— start Entries supplied —

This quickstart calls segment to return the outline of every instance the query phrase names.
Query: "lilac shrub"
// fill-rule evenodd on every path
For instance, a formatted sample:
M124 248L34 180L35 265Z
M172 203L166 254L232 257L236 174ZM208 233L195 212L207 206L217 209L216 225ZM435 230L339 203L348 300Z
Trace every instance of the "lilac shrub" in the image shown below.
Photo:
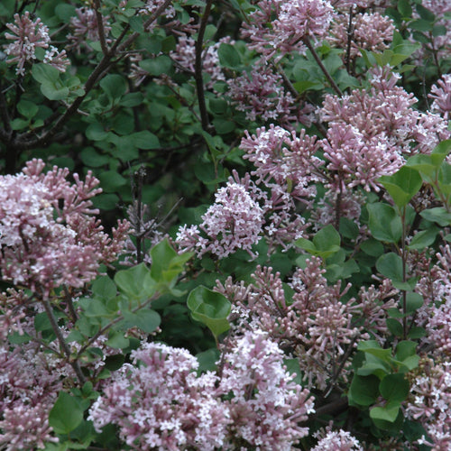
M449 9L3 2L0 448L449 449Z
M0 267L4 279L48 297L60 285L82 287L101 262L116 260L128 223L119 222L110 238L93 216L98 180L74 174L71 184L69 170L44 173L44 166L33 160L22 173L0 179Z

— end Entries supplied —

Retype every line of the records above without any changes, leaving the pictures out of your answer.

▸ Full response
This quickstart calls segment to return the outline of every instance the query phrase names.
Query: "lilac shrub"
// fill-rule evenodd on every path
For instance, a formatted sample:
M124 248L34 180L35 265Z
M172 203L166 254L232 257L236 174ZM208 233L195 212L207 206L217 209L216 225ZM435 230L339 203L348 300Z
Trace every instance of the "lilac shrub" in the image shown below.
Photo:
M449 9L3 2L0 448L449 449Z
M0 267L4 279L48 297L60 285L82 287L101 262L116 260L128 223L119 222L110 238L93 216L98 180L74 174L71 184L69 170L44 173L44 166L33 160L22 173L0 179Z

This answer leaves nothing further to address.